[Data extracted from a collection]
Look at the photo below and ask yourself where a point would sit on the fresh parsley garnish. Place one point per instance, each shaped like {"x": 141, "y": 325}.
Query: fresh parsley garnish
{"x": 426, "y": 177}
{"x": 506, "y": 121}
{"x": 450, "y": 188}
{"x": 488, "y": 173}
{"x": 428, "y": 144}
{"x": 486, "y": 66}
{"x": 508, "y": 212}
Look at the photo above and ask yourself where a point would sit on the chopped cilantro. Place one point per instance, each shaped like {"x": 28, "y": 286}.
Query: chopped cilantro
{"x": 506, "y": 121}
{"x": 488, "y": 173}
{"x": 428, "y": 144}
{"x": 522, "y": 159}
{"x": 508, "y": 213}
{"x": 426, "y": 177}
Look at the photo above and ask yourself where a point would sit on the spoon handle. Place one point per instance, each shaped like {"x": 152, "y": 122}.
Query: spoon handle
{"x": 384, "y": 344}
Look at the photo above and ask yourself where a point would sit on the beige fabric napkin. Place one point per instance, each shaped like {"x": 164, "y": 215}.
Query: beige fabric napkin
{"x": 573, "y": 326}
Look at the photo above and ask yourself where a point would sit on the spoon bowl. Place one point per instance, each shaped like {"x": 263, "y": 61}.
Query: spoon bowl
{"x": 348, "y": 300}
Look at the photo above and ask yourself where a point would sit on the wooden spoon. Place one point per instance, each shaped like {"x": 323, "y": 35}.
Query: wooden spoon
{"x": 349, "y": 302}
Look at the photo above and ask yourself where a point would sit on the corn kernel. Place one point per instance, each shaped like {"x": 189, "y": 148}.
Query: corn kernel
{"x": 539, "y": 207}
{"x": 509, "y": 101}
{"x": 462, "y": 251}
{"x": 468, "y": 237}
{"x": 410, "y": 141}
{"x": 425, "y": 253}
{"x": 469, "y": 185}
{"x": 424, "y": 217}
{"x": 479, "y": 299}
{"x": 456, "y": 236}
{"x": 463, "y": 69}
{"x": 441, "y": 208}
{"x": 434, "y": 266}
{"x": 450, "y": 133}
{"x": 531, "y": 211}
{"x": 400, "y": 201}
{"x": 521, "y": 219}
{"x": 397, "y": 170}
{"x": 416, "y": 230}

#### [Set task]
Rewrite the lines of the records above as a Markdown table with the columns Row and Line, numbering each row and leaving out blank lines.

#### [The solution]
| Row | Line |
|---|---|
| 1 | Look at the photo below and ask yourself where a point would sit on the fresh parsley garnish. Place one point per instance, each shaped like {"x": 141, "y": 325}. |
| 2 | Query: fresh parsley garnish |
| 3 | {"x": 426, "y": 177} |
| 4 | {"x": 506, "y": 121} |
| 5 | {"x": 450, "y": 188} |
| 6 | {"x": 488, "y": 173} |
| 7 | {"x": 428, "y": 144} |
| 8 | {"x": 486, "y": 66} |
| 9 | {"x": 508, "y": 212} |
| 10 | Look at the photo above and ask yourself where a point would sit on the chopped cilantro. Place one point per instance, each shaped like {"x": 28, "y": 286}. |
| 11 | Query: chopped cilantro |
| 12 | {"x": 506, "y": 121} |
| 13 | {"x": 488, "y": 173} |
| 14 | {"x": 428, "y": 144} |
| 15 | {"x": 522, "y": 159} |
| 16 | {"x": 508, "y": 213} |
| 17 | {"x": 426, "y": 177} |
| 18 | Look at the photo above and ask yourself where a point would sit on the spoon handle. Place one point per instance, each shaped like {"x": 152, "y": 122}. |
| 19 | Query: spoon handle |
| 20 | {"x": 384, "y": 344} |
| 21 | Look at the photo above and ask yourself where a point would sit on the beige fabric napkin. Place one point per instance, each shaped like {"x": 164, "y": 215}. |
| 22 | Query: beige fabric napkin |
| 23 | {"x": 573, "y": 326} |
| 24 | Look at the photo above and ask yourself where a point would sit on the spoon bowl. Place one point per instance, each shaped like {"x": 263, "y": 61}. |
| 25 | Query: spoon bowl |
| 26 | {"x": 348, "y": 300} |
| 27 | Look at the photo above and ask yourself where a point would sit on the wooden spoon. Place one point per instance, each shaped like {"x": 323, "y": 35}. |
| 28 | Query: wooden spoon |
| 29 | {"x": 349, "y": 302} |
| 30 | Look at the photo above and ask yourself where a point would sit on the corn kernel. Place one point per instance, each shaped like {"x": 189, "y": 148}. |
| 31 | Query: corn kernel |
| 32 | {"x": 539, "y": 207} |
| 33 | {"x": 509, "y": 101} |
| 34 | {"x": 462, "y": 251} |
| 35 | {"x": 468, "y": 237} |
| 36 | {"x": 410, "y": 141} |
| 37 | {"x": 425, "y": 253} |
| 38 | {"x": 469, "y": 185} |
| 39 | {"x": 424, "y": 217} |
| 40 | {"x": 479, "y": 299} |
| 41 | {"x": 456, "y": 236} |
| 42 | {"x": 463, "y": 69} |
| 43 | {"x": 441, "y": 208} |
| 44 | {"x": 434, "y": 266} |
| 45 | {"x": 450, "y": 133} |
| 46 | {"x": 531, "y": 211} |
| 47 | {"x": 400, "y": 201} |
| 48 | {"x": 521, "y": 219} |
| 49 | {"x": 397, "y": 170} |
| 50 | {"x": 416, "y": 230} |